* _Given request_:
Extract each line of the data below that contains the string "water", treating uppercase and lowercase letters as distinct.
— begin Given data —
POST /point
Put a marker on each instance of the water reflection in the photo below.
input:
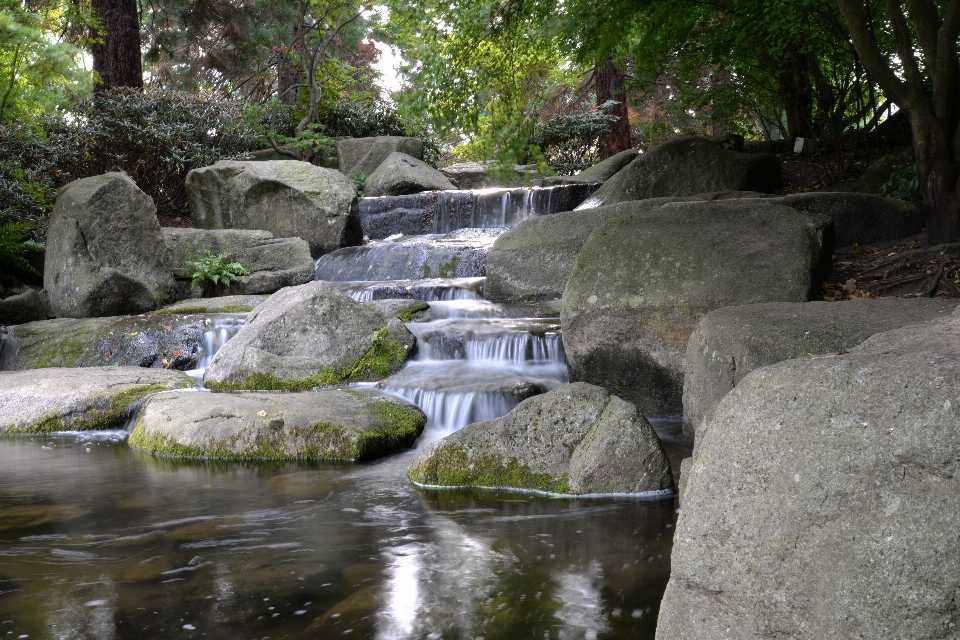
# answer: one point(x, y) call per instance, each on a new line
point(113, 544)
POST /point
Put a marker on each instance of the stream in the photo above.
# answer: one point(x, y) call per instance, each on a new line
point(100, 541)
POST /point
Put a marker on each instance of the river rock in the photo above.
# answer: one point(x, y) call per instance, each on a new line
point(731, 342)
point(308, 336)
point(290, 199)
point(577, 439)
point(223, 304)
point(47, 400)
point(859, 218)
point(400, 174)
point(363, 155)
point(644, 278)
point(274, 263)
point(687, 166)
point(168, 341)
point(25, 306)
point(102, 253)
point(331, 424)
point(824, 501)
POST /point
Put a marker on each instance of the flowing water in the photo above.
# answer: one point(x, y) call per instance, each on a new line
point(100, 541)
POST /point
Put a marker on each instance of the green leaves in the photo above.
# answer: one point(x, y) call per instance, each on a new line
point(213, 273)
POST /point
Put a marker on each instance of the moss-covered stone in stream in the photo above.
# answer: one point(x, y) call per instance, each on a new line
point(452, 466)
point(377, 363)
point(107, 411)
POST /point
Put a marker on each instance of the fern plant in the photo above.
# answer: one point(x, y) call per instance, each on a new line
point(214, 273)
point(14, 246)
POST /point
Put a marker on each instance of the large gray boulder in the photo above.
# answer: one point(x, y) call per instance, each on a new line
point(47, 400)
point(309, 336)
point(824, 501)
point(331, 424)
point(645, 278)
point(731, 342)
point(577, 439)
point(401, 174)
point(363, 155)
point(859, 217)
point(290, 199)
point(274, 263)
point(102, 256)
point(169, 341)
point(688, 166)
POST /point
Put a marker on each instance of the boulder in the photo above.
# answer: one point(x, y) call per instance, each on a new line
point(309, 336)
point(102, 256)
point(577, 439)
point(688, 166)
point(25, 306)
point(290, 199)
point(168, 341)
point(400, 174)
point(331, 424)
point(859, 218)
point(644, 278)
point(47, 400)
point(731, 342)
point(824, 501)
point(363, 155)
point(223, 304)
point(274, 263)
— end Given data —
* _Solution to the problem_:
Put a marker on each instance of the water reflection in the photo below.
Put a marker on each instance of the flowing water in the photo above.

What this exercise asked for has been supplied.